_REQUIREMENT 1_: Could you write out, word for word, the passage on inherited IRA rollovers below, from "Surviving Spouse Inherited" to "beneficiary would do."?

_SOURCE EXTRACT_:
Rules for Rolling Over Inherited IRA Assets

What do you do when you inherit an IRA? Inheritance is not an everyday event and most people haven't the first clue about investing their inherited retirement assets. If you take a personal check, for example, it's already too late. The rules say you have to take distributions in a specific way or else the entire inheritance could become fully and immediately taxable. Understanding the rules will go a long way to making sure that you, and not the Internal Revenue Service, will benefit most from your windfall.

Rollover an Inherited IRA – Nonspouses

Many people think that you can roll an inherited IRA fund into your own IRA, but this is not the case for nonspouses. When your friend or relative dies leaving his IRA to you, the very first thing you must do is transfer the account's assets into a new IRA held in your name. This account is called an "inherited IRA" or a "beneficiary IRA."

It's important to get the titling of this account right otherwise the account might get confused with your personal IRA and result in a whopping tax bill. The deceased's name must appear in the account alongside your own name as beneficiary, and it should also be clear that the account is an inherited IRA. For example, you might name your account "Uncle John Doe (Deceased 6/12/2018), IRA, FBO Lucky Louise Little, Beneficiary." FBO means "for the benefit of."

Inherited IRA Rollover Rules

Once the inherited IRA is set up, the account custodian will arrange for the inherited assets to be transferred from the original owner's IRA directly to your inherited IRA. There are no taxes or penalties associated with a direct rollover performed in this manner.

It is strictly forbidden to do a 60-day "indirect" rollover for nonspouses. An indirect rollover occurs when the money is handed to you personally, and you become responsible for transferring the money from the old account to the new one within a 60-day window. If you miss the deadline, then taxes are immediately due on the distribution along with an early withdrawal penalty of 10 percent if you are younger than 59 1/2.

A nonspouse beneficiary cannot do this type of rollover under any circumstances. If you did make the mistake of withdrawing the funds from the deceased's account, they would immediately become taxable. You would not be permitted to roll the distribution into an inherited IRA, and you would not be permitted to put the money back into the old IRA. Once the money's out, it's out, and with potentially disastrous tax consequences.

Surviving Spouse Inherited IRA

Surviving spouses have more flexibility in how to handle inherited IRA assets:

Option one: Transfer the assets to an inherited IRA

Surviving spouses may roll the money into an inherited IRA with themselves named as beneficiary, just as a nonspouse beneficiary would do.

Option two: Designate yourself as sole owner of the deceased's account

If you designate yourself as owner of the deceased's account, the money will be treated as if it had always been yours. If you are below the age of 591/2, a 10 percent early withdrawal penalty will be levied if you withdraw money from what is now your IRA. At age 70 1/2, the calculation for required minimum distribution will be based upon your life expectancy, not the deceased's.

There's one small caveat to this rule: if the deceased was already taking RMDs at the time of his death, you'll have to take whatever distribution the deceased was required to take in the year of death. The following year, you should switch to calculations based on your own life expectancy.

_REQUIREMENT 2_: Can you convert the rows below, from the line with "Q: Point to every instance of the white" to the line with "Query: white window frame", into a JSON list of strings with one string per line and no blank lines?

_DATA SUPPLIED_:
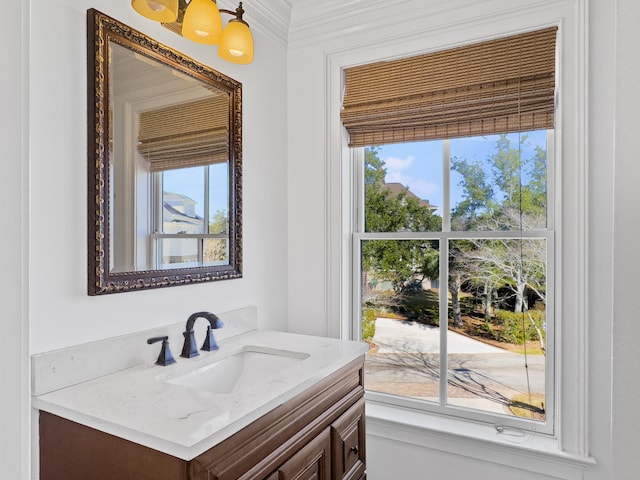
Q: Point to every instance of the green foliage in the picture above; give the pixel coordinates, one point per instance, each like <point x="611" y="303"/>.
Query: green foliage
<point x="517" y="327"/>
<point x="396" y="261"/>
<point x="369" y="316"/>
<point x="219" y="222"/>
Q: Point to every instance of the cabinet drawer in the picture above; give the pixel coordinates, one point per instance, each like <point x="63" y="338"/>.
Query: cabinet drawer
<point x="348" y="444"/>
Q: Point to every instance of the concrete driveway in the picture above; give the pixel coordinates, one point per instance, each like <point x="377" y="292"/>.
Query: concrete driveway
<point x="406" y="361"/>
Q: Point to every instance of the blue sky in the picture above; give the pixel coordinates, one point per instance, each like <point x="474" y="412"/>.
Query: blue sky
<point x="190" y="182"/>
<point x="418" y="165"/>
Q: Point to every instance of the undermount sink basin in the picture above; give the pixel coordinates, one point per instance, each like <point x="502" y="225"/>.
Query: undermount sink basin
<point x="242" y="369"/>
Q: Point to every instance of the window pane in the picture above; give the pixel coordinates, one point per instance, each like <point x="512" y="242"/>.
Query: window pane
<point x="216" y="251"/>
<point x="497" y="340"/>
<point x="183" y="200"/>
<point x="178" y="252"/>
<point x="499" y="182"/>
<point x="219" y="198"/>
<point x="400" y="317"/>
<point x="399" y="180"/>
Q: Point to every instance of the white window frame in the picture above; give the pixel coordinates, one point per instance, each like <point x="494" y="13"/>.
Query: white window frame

* * *

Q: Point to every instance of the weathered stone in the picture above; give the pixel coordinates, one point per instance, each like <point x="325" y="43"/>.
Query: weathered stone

_TASK ANSWER 1_:
Surviving Spouse Inherited IRA

Surviving spouses have more flexibility in how to handle inherited IRA assets:

Option one: Transfer the assets to an inherited IRA

Surviving spouses may roll the money into an inherited IRA with themselves named as beneficiary, just as a nonspouse beneficiary would do.

_TASK ANSWER 2_:
[
  "Q: Point to every instance of the white window frame in the picture above; give the pixel coordinates, one point per instance, each like <point x=\"494\" y=\"13\"/>.",
  "Query: white window frame"
]